*TASK REQUIREMENTS*. Your answer consists of the lines in the data that contain "sunglasses". Copy each of them.

──────────────────────────────

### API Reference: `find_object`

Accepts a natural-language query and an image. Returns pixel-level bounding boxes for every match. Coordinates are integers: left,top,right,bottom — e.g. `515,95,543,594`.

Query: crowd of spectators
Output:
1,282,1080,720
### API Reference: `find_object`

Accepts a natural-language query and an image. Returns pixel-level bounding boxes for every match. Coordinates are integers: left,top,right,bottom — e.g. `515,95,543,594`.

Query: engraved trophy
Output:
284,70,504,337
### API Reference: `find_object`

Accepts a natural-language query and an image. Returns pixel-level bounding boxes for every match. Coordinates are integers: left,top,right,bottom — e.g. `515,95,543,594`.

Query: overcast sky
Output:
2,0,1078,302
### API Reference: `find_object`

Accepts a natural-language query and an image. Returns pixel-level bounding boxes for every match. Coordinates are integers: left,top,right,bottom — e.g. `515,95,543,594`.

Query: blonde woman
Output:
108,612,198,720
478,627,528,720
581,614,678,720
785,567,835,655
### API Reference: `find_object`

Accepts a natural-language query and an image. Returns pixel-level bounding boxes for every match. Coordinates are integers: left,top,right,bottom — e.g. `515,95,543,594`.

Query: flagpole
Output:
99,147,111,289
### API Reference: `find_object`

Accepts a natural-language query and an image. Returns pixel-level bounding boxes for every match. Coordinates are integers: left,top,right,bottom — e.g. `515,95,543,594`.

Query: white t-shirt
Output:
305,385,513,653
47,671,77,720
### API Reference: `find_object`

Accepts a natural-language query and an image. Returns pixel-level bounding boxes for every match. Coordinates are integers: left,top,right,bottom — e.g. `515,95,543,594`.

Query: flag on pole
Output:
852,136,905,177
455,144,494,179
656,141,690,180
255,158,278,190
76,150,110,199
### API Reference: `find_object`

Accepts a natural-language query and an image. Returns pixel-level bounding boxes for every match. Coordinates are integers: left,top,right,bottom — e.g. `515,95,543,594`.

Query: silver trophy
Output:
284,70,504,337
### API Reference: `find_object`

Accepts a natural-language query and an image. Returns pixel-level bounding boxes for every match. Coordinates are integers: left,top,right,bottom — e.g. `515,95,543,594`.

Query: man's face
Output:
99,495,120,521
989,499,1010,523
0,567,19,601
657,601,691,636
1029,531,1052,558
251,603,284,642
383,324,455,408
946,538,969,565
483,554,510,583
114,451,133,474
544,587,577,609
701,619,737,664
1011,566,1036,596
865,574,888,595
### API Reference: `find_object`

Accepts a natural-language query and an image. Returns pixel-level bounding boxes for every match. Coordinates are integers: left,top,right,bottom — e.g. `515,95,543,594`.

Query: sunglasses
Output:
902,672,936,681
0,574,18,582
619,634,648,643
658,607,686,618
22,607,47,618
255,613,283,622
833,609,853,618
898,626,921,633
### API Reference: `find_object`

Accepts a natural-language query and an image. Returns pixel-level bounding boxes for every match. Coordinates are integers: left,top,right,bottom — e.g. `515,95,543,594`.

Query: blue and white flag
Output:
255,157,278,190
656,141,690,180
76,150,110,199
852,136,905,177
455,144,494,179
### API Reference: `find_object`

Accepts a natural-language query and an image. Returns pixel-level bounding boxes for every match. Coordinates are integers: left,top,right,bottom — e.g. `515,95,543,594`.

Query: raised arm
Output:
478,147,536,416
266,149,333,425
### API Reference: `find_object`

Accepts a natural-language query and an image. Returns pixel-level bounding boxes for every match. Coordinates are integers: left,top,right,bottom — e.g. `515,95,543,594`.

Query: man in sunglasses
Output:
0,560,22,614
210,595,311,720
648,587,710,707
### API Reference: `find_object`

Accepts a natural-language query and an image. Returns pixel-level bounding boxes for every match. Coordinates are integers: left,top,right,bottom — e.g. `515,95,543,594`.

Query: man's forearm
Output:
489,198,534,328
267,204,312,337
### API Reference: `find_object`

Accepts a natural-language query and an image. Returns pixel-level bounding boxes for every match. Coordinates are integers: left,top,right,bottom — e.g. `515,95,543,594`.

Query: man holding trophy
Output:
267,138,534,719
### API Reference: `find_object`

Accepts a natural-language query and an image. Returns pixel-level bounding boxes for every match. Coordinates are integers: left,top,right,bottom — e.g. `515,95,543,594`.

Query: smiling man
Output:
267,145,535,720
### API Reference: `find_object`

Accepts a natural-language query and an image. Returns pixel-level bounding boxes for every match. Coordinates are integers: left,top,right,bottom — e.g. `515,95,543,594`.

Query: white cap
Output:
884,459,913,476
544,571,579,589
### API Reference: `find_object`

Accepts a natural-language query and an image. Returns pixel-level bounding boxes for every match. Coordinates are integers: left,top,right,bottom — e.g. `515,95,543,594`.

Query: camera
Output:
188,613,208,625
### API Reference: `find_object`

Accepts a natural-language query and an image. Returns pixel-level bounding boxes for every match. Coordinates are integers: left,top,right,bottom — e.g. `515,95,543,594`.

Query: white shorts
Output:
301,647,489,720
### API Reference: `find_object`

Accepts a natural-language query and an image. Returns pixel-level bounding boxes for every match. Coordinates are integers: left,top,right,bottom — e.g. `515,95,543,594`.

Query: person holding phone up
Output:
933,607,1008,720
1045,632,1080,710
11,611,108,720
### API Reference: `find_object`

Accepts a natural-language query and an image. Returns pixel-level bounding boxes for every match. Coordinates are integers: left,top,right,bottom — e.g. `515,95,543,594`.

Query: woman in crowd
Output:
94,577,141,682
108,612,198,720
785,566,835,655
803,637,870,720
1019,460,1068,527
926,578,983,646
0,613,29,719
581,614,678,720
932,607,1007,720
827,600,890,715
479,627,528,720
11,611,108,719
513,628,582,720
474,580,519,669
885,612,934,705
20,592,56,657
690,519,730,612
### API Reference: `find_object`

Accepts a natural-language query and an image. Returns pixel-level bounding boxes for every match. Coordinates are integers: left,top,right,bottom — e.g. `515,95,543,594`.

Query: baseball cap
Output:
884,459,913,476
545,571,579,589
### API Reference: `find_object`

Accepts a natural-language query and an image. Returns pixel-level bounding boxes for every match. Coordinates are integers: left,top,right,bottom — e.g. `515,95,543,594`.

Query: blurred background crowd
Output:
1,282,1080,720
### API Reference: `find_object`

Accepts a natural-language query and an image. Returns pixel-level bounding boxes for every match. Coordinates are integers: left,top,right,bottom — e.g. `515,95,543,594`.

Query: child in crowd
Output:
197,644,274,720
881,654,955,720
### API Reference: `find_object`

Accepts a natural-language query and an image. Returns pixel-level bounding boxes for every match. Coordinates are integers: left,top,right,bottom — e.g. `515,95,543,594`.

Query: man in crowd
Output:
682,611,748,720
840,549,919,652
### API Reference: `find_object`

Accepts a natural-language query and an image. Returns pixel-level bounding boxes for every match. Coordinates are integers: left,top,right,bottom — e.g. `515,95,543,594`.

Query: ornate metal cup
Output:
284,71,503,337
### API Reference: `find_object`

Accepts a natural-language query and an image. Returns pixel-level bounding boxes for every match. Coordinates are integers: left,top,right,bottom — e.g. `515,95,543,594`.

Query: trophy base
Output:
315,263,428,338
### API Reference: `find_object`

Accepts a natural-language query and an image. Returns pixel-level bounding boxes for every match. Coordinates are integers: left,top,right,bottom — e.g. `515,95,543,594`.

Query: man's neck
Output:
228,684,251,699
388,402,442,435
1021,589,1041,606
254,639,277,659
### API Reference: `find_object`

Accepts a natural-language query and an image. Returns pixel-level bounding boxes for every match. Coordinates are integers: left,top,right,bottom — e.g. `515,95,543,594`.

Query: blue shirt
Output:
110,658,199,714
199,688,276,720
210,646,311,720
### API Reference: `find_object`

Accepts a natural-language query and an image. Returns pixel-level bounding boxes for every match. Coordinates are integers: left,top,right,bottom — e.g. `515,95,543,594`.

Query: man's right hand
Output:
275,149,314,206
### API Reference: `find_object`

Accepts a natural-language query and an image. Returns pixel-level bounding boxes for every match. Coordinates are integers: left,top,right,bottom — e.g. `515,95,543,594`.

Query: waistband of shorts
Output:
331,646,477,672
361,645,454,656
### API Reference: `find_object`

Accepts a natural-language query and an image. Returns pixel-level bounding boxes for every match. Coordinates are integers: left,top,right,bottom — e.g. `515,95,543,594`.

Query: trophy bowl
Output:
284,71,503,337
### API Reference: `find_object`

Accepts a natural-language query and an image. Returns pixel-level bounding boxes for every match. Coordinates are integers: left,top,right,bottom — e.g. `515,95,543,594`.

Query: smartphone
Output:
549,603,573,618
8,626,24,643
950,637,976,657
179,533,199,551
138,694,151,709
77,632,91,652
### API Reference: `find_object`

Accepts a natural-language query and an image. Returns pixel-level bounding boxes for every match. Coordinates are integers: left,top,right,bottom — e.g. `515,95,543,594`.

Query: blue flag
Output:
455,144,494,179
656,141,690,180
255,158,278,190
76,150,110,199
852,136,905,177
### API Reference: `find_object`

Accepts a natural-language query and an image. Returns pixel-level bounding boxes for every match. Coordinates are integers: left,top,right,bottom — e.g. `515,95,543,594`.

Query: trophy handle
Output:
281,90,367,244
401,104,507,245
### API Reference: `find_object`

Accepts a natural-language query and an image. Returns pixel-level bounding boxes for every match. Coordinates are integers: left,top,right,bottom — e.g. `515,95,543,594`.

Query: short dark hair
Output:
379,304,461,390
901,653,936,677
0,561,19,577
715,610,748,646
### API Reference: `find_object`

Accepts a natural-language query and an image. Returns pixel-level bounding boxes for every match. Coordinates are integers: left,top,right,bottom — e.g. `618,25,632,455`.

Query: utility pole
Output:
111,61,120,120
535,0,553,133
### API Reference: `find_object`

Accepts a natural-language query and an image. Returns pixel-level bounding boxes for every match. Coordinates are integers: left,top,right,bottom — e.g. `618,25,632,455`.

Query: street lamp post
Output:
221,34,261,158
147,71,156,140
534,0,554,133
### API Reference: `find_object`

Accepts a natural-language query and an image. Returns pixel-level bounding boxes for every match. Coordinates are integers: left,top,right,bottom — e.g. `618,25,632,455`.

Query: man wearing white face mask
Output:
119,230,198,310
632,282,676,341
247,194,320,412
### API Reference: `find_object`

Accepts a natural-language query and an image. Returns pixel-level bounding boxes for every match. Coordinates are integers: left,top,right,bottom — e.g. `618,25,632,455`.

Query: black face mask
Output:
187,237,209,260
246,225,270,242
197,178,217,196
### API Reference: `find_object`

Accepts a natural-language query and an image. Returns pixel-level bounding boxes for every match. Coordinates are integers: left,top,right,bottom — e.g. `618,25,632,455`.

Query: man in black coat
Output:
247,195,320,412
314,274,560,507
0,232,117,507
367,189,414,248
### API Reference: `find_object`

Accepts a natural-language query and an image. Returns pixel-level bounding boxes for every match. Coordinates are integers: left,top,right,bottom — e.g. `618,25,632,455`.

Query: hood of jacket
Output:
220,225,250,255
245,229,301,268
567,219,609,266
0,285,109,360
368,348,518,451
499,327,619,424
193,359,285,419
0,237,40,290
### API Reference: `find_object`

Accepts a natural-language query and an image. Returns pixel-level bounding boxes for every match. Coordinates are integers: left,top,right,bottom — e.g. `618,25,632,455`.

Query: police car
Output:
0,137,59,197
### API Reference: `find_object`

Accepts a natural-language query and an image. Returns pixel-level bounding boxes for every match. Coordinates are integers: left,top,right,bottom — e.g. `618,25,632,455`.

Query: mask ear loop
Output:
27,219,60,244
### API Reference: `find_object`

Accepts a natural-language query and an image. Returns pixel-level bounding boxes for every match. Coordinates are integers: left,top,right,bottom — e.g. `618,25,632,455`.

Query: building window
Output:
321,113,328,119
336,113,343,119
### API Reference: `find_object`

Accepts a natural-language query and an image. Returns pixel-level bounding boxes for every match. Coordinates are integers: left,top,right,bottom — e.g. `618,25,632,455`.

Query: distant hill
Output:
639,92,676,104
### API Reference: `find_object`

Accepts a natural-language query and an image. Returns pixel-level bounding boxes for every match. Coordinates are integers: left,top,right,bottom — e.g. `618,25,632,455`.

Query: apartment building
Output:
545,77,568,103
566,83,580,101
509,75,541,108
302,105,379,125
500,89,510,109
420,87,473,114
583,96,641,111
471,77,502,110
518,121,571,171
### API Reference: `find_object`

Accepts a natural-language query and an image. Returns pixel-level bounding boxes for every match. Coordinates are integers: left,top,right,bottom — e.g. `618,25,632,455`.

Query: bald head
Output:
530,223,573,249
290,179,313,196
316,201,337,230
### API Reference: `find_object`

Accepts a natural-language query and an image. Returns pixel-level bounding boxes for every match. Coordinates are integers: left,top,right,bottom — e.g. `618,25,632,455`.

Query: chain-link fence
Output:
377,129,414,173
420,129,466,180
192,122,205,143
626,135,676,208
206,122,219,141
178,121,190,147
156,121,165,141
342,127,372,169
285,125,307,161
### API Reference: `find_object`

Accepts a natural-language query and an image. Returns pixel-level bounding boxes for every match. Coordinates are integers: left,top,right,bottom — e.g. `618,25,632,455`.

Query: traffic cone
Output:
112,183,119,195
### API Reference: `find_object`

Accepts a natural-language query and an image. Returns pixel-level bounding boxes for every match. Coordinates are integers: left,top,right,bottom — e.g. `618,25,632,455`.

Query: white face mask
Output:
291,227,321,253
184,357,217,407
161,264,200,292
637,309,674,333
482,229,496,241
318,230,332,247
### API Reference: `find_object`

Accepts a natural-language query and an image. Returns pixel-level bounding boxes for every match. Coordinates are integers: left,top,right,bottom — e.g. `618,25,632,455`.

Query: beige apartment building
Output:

──────────────────────────────

*THE ANSWER*.
Query: sunglasses
Query: man in sunglasses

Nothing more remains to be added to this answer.